*Assigned task:*
In the passage on red flag laws, write out everything from "Tangle: For the" down to "they reduce suicides.", word for word.

*Excerpt to read:*
Your questions, answered.

Q: Red flag laws always come to the forefront when there is a mass shooting by a troubled individual who publicly displayed many warning signs, which seems to be most of them. As a libertarian, my concern with red flag laws is they seek to limit or deprive someone of a constitutional right before they have committed a crime. Do you support red flag laws and/or do you see them as a violation of due process?

— Luke, Lincoln, Delaware

Tangle: For the uninitiated: Red flag laws are when a state gives a court authority to confiscate firearms from someone who is deemed a danger to themselves or others. The request can come from relatives, friends or law enforcement. It seems worth noting that there are murmurs of Congress pushing a red flag law with some Republican support in the coming days.

You may have noticed in yesterday's lengthy piece on the Texas shooting that I didn't mention red flag laws as part of my "solutions" section. This is, honestly, because I can't make my mind up. I see the obvious benefit of them, in that they give the "first layer" of defense I wrote about yesterday (friends and family) the ability to stop someone in crisis from using a gun to be violent. Research on the laws are limited, but 19 states already have them, and so far it looks like — at the very least — they reduce suicides.

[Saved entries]
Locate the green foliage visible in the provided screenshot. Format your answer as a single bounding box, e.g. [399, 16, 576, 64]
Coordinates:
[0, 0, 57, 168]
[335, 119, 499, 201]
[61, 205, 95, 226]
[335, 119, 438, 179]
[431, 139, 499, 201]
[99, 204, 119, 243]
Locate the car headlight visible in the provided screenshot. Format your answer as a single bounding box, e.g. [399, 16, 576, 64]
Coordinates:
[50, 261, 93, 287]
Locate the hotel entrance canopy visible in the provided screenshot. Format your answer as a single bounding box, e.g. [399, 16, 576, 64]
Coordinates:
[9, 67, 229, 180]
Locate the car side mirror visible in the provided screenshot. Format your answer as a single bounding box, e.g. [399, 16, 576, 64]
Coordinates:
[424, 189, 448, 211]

*Output for this exercise:*
Tangle: For the uninitiated: Red flag laws are when a state gives a court authority to confiscate firearms from someone who is deemed a danger to themselves or others. The request can come from relatives, friends or law enforcement. It seems worth noting that there are murmurs of Congress pushing a red flag law with some Republican support in the coming days.

You may have noticed in yesterday's lengthy piece on the Texas shooting that I didn't mention red flag laws as part of my "solutions" section. This is, honestly, because I can't make my mind up. I see the obvious benefit of them, in that they give the "first layer" of defense I wrote about yesterday (friends and family) the ability to stop someone in crisis from using a gun to be violent. Research on the laws are limited, but 19 states already have them, and so far it looks like — at the very least — they reduce suicides.